--- Document text Enclosed Below ---

Author ORCID Identifier

https://orcid.org/0000-0001-9163-2035

Date of Award

8-10-2021

Degree Type

Dissertation

Degree Name

Doctor of Education (EdD)

Department

Middle and Secondary Education

First Advisor

Melanie Davenport, Ph.D.

Second Advisor

Jennifer Hamrock, Ph.D.

Third Advisor

Michelle Zoss, Ph.D.

Abstract

Teaching for Artistic Behavior (TAB) (Douglas & Jaquith, 2009; Douglas, Jaquith, & Thompson, 2018) is a fairly new pedagogy in art education that gives students choice and agency in the classroom. In the following dissertation, I position myself as an art teacher who utilized this pedagogy as an a/r/tographer (Springgay, Irwin, Leggo, & Gouzouasis, 2008), navigating the spaces in/between being an artist, a researcher, and a teacher. The research evolved to include my experiences teaching remotely during the global pandemic of 2020. Through this arts-based qualitative research, I used a multimodal method of inquiry that allows for meanings to change (MacDonald, Baguley, & Kerby, 2017) making “the research responsive to practice and to those involved in that practice” (Springgay, Irwin, & Kind, 2008, p. 77). In framing my methodology within a/r/tography, I looked to the rhizomatic connections/weavings/folds (Deleuze & Guattari, 1987) between Bourriaurd’s relational aesthetics (Bourriaud, 2002; Budge & Clarke, 2012; Choi, 2013) and the Studio Thinking Framework (Hetland, Hogan, Jaquith, & Winner, 2018) to examine my experiences through living inquiry (Irwin, Kind, & Springgay, 2005). The significance of this study is to better understand the inter-connectedness of artmaking and teaching through living inquiry during a pandemic. In this arts-based, action research study, I utilized the creation of artwork and short visual journeys (svj) as a research tool through an auto-a/r/tography. As the navigator of the art room, I created and recreated the space and designed the curriculum based on TAB principles and the Studio Habits of Mind. I was interested in the changing landscape of my classroom studio, in this case the space transformed to a virtual studio, and how that might look if conceptually mapped from my observations and reflections of its use. Also, I wondered what might happen when a TAB teacher practiced what she preached through working as an artist alongside her students, modeling the Studio Habits of Mind through creating original works, not demonstrations.

--- End of Enclosed Document text ---
--- Material provided Enclosed Below ---

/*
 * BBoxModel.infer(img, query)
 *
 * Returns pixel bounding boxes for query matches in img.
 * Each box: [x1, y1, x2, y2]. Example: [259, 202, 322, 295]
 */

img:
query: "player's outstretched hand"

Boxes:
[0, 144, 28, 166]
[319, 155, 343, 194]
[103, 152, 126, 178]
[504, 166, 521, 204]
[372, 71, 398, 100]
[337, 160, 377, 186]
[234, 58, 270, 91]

--- End of Enclosed Material provided ---

Directions –
Please list every advisor named in the dissertation record. The items are drawn from a separate source unrelated to the dissertation record.

Worked solution –
Melanie Davenport, Ph.D.
Jennifer Hamrock, Ph.D.
Michelle Zoss, Ph.D.